**TASK DETAILS**
Go through the material below, tally each line containing "marker", and write the tally alone.

**DATASET RECORDS**
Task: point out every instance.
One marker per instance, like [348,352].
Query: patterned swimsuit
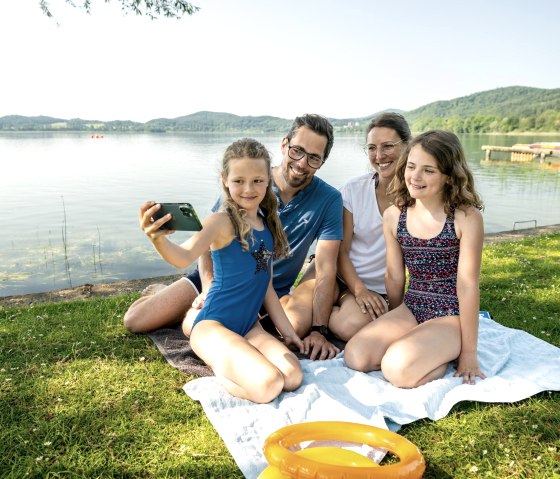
[432,267]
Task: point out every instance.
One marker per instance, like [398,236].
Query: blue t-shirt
[315,213]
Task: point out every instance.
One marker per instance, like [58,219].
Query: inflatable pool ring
[337,462]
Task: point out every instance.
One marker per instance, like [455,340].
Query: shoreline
[137,285]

**EXPECTED ANSWER**
4